● What needs to be done
When you have gone through the records, report how many lines include "below", giving the number and nothing more.

****************

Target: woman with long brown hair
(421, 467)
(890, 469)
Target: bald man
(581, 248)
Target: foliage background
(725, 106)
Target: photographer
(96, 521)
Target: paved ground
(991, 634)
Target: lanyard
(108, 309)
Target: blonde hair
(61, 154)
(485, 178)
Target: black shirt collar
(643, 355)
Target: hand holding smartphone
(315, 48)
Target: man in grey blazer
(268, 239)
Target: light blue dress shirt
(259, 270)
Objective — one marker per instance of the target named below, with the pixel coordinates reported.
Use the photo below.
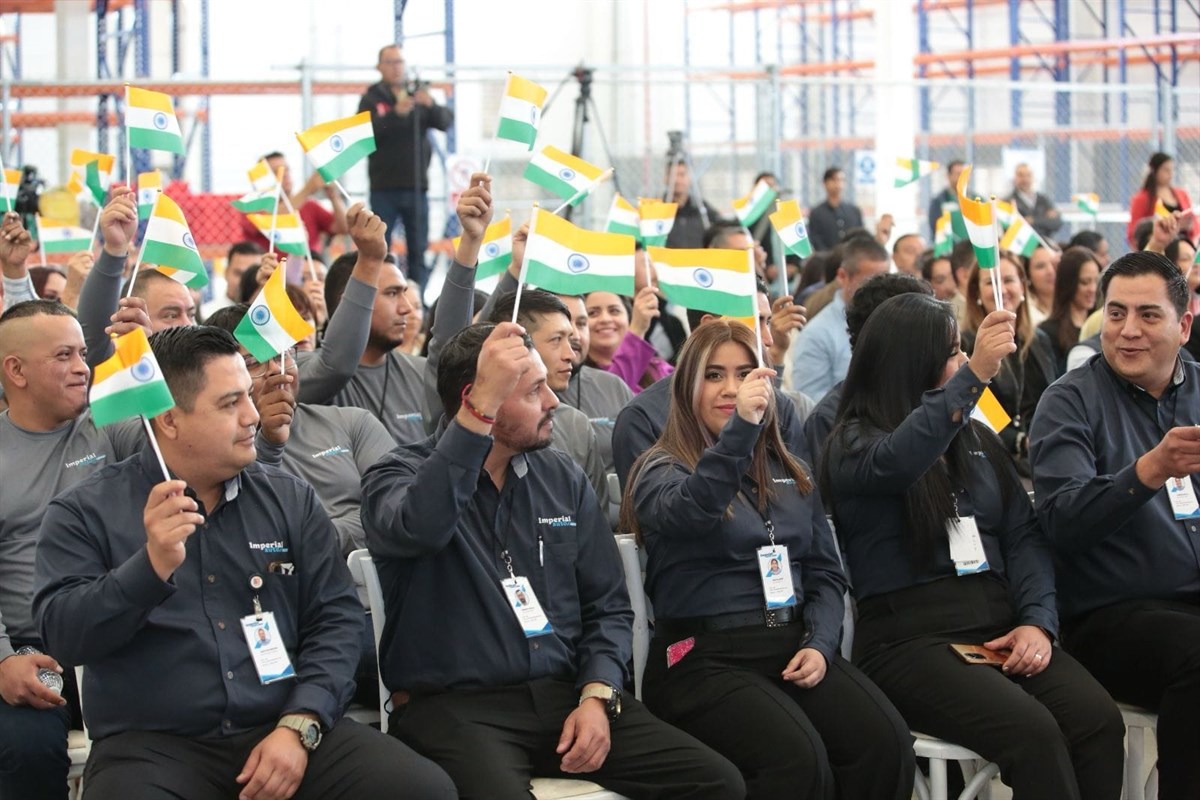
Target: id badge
(966, 547)
(525, 605)
(1183, 498)
(267, 648)
(775, 571)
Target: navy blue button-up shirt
(1115, 537)
(171, 656)
(437, 528)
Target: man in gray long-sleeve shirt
(47, 444)
(179, 699)
(1115, 449)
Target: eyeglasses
(258, 370)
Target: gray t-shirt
(331, 447)
(394, 392)
(36, 467)
(600, 395)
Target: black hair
(460, 358)
(227, 318)
(36, 308)
(183, 354)
(900, 354)
(1145, 263)
(245, 248)
(534, 302)
(874, 292)
(1089, 239)
(1156, 161)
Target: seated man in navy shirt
(1115, 449)
(509, 626)
(161, 606)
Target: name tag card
(775, 571)
(525, 605)
(966, 547)
(267, 648)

****************

● Answer box
2